REQUIREMENTS:
1/ Reproduce the passage of the court opinion on spousal maintenance from "We reverse the" to "it deems appropriate.".
2/ Continue the court opinion on spousal maintenance, starting after its last sentence.

EXCERPT PROVIDED:
□ □ □ □ □
Respondent argues that there is a beneficial tax effect to appellant by allowing him to pay his share of Child's private-school tuition by way of spousal maintenance. See 26 U.S.C. § 215(a) (2012) (providing that an individual may deduct from his or her gross income "an amount equal to the alimony or separate maintenance payments paid during such individual's taxable year"). This tax-effect question was discussed before and by the district court. But whether a legal error might have been tax beneficial to the party asserting the error is not our proper concern. We are an error-correcting court. Sefkow v. Sefkow, 427 N.W.2d 203, 210 (Minn. 1988); see also Nelson v. Schlener, 859 N.W.2d 288, 294 (Minn. 2015) (quoting this aspect of Sefkow); Lake George Park, L.L.C. v. IBM Mid-Am. Emps. Fed. Credit Union, 576 N.W.2d 463, 466 (Minn. App. 1998) (stating that "[t]his court, as an error correcting court, is without authority to change the law"), review denied (Minn. June 17, 1998). It is not for us to overlook legal error for equitable reasons.

We reverse the permanent spousal-maintenance award, and remand for the district court to recalculate it. The district court may, on remand and in its discretion, reopen and reconsider child support and other provisions of the judgment and decree as it deems appropriate.

Our holding is limited to the facts of the case now before us. We express no opinion on the propriety or effect of a stipulation by the parties that a child's tuition should be treated as an expense for maintenance purposes, nor do we consider whether we would reach a different result if appellant's maintenance obligation included a step reduction, in an amount equal to his share of Child's tuition, automatically effective upon Child's graduation. See Passolt v. Passolt, 804 N.W.2d 18, 25 (Minn. App. 2011) (stating that "[district] courts have broad discretion in establishing maintenance plans, including the use of step reductions" (alternation in original) (quoting Schreifels v. Schreifels, 450 N.W.2d 372, 374 (Minn. App. 1990)), review denied (Minn. Nov. 15, 2011).
□ □ □ □ □
DATA:

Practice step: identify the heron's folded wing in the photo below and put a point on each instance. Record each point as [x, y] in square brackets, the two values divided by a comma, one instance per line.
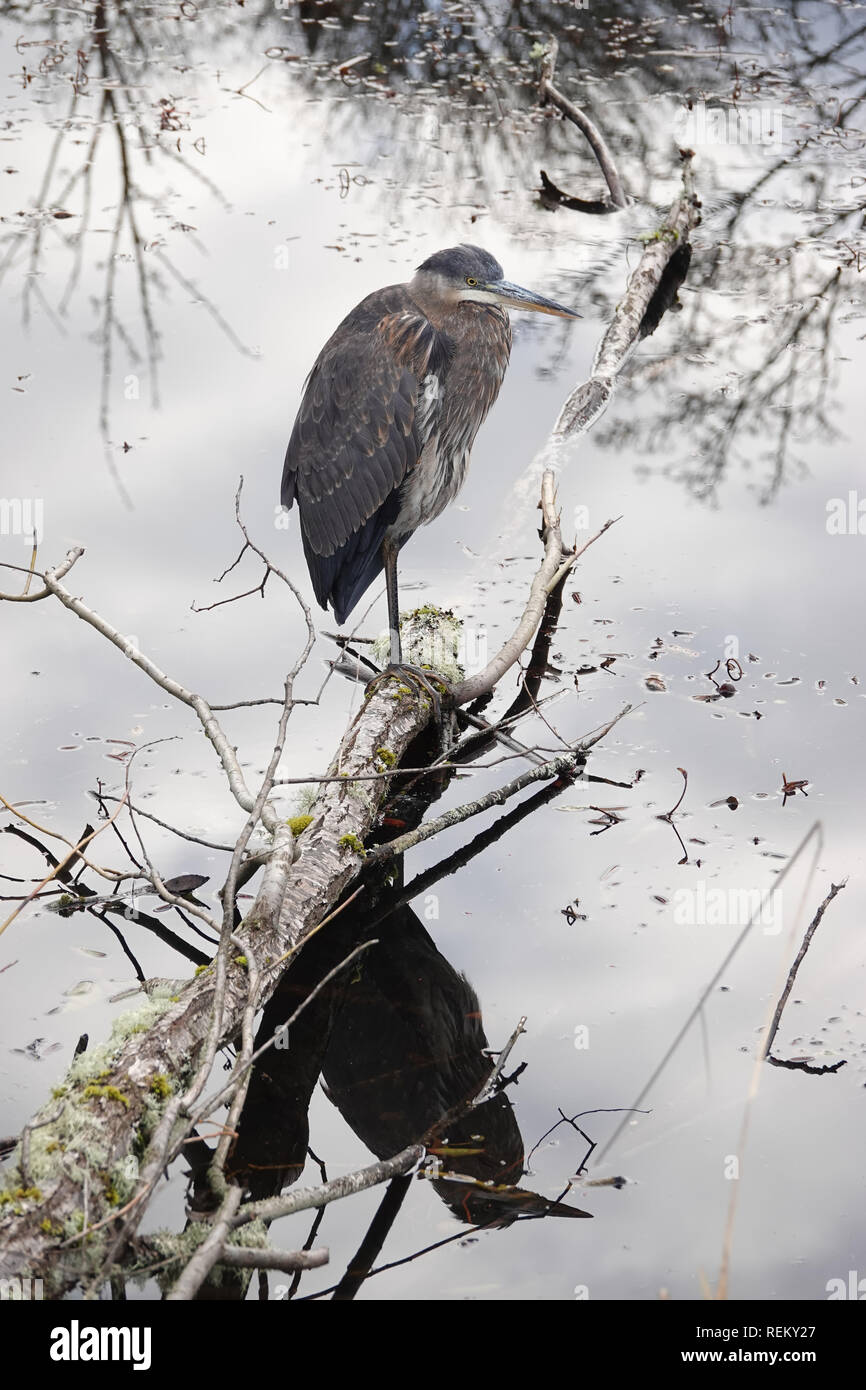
[357, 432]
□ □ □ □ □
TASK ANSWERS:
1/
We reverse the permanent spousal-maintenance award, and remand for the district court to recalculate it. The district court may, on remand and in its discretion, reopen and reconsider child support and other provisions of the judgment and decree as it deems appropriate.

2/
II. Tax effect of retirement assets

Appellant challenges the district court's decision not to consider future tax implications when it valued and divided the parties' retirement assets. He argues that the district court abused its discretion by deeming the future tax effects to be speculative. Appellant argues that, because the parties disagreed at trial concerning only the degree or percentage of the future tax consequences, and not on whether the retirement assets would be taxed at all, the district court was required to discount for the future tax effect at some level.

District courts have broad discretion when dividing marital property, and we will not reverse absent a showing of clear abuse of that discretion. Maurer v. Maurer, 623 N.W.2d 604, 606 (Minn. 2001). A district court is not required to consider future tax consequences in valuing marital property when considering those consequences "would force it to speculate." Grigsby v. Grigsby, 648 N.W.2d 716, 725 (Minn. App. 2002), review denied (Minn. Oct. 15, 2002). District courts may, however, consider future tax consequences of a property division when there is "a reasonable and supportable basis for making an informed judgment as to the probable [tax] liability." Maurer, 623 N.W.2d at 608 (quotation omitted). For example, district courts may consider the tax consequences of a property division when the sale of real estate awarded to one party must, or is likely to, occur within a short time. Aaron v. Aaron, 281 N.W.2d 150, 153 (Minn. 1979). The supreme court has only required district courts to consider the effect of taxes when "the transaction creating the tax consequences is 'required or is likely to occur.'" Curtis v. Curtis, 887 N.W.2d 249, 256 (Minn. 2016) (quoting Aaron, 281 N.W.2d at 153).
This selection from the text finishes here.